─── Source ───

# Any interest in a group buy for dayacom's cupid pen?



## edstreet (Jul 9, 2013)

I am posting this on someone else behalf.  The question is wanting to obtain some of the dayacom's cupid pens and there seems to be no vendors for this so thus the possibility of a group buy.

Cupid Twist Ball Pen Kit - DAYACOM INDUSTRIAL CO., LTD


----------



## Tom T (Jul 9, 2013)

Ed,
How many need to be bought at one time.  They look nice, but I probably only could use 7 or so.  What is the approximate cost?


----------



## edstreet (Jul 9, 2013)

I have no idea on that part.  I was hoping they would have posted here by now.


----------



## beck3906 (Jul 9, 2013)

The link says minimum order is 300.  Is there that much interest?


----------



## Frank Nemke sr (Jul 9, 2013)

How much?


----------



## BRENDA WITTE (Jul 10, 2013)

I am defineitly  interested. Depending on price, I would like to have about 5-10. Plus, we have to buy bushings, too. And, possibly, drill bits.

─── Recorded information ───

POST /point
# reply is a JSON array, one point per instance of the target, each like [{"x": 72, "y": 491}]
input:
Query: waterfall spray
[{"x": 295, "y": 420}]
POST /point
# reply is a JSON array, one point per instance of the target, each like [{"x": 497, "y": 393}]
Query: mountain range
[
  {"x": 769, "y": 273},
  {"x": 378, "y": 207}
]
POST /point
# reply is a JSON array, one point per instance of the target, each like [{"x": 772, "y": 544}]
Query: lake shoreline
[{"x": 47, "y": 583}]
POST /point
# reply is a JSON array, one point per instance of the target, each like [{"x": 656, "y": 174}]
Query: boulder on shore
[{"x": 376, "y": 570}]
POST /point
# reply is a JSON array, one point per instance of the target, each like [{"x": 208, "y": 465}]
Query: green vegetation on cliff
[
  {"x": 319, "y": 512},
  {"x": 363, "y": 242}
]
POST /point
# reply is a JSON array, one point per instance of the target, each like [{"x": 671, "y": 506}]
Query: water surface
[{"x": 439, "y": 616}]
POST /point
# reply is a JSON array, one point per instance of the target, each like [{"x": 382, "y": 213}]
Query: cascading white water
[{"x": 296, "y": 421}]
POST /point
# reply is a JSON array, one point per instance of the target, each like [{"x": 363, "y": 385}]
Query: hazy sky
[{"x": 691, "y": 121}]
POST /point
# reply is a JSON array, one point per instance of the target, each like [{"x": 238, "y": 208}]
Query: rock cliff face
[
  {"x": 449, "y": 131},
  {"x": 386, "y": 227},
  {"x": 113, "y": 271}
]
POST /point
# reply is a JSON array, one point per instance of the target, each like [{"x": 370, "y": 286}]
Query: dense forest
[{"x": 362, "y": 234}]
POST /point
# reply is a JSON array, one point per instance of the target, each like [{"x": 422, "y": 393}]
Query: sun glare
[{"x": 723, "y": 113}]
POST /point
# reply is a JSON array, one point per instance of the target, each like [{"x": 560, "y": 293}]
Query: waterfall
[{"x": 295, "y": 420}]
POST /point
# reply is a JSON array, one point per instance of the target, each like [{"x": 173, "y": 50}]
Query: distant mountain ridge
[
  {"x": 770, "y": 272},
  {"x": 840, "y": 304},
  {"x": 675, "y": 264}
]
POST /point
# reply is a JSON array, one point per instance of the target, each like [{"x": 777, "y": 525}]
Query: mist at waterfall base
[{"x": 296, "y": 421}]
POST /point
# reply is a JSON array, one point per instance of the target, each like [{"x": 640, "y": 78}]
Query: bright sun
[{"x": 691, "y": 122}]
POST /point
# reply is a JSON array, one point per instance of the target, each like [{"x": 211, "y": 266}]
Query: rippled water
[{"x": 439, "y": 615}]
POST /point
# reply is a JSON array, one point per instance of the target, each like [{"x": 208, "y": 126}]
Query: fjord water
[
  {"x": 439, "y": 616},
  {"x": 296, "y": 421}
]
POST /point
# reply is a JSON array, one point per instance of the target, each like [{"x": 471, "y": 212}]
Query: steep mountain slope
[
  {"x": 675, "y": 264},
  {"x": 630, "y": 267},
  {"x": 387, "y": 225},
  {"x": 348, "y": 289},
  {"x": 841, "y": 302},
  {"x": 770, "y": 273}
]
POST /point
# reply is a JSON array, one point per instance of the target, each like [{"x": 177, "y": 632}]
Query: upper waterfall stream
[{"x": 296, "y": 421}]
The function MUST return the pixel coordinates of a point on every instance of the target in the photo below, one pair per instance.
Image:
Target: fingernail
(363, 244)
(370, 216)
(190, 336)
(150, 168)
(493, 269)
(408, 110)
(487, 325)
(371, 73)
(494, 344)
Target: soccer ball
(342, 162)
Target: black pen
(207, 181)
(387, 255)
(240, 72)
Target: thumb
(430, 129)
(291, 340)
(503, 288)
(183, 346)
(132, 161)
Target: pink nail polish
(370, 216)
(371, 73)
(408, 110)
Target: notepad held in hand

───

- Exercise
Can you repeat the whole thread about the Cupid pen group buy word for word? The lines above have no connection to the thread.

- Final result
# Any interest in a group buy for dayacom's cupid pen?



## edstreet (Jul 9, 2013)

I am posting this on someone else behalf.  The question is wanting to obtain some of the dayacom's cupid pens and there seems to be no vendors for this so thus the possibility of a group buy.

Cupid Twist Ball Pen Kit - DAYACOM INDUSTRIAL CO., LTD


----------



## Tom T (Jul 9, 2013)

Ed,
How many need to be bought at one time.  They look nice, but I probably only could use 7 or so.  What is the approximate cost?


----------



## edstreet (Jul 9, 2013)

I have no idea on that part.  I was hoping they would have posted here by now.


----------



## beck3906 (Jul 9, 2013)

The link says minimum order is 300.  Is there that much interest?


----------



## Frank Nemke sr (Jul 9, 2013)

How much?


----------



## BRENDA WITTE (Jul 10, 2013)

I am defineitly  interested. Depending on price, I would like to have about 5-10. Plus, we have to buy bushings, too. And, possibly, drill bits.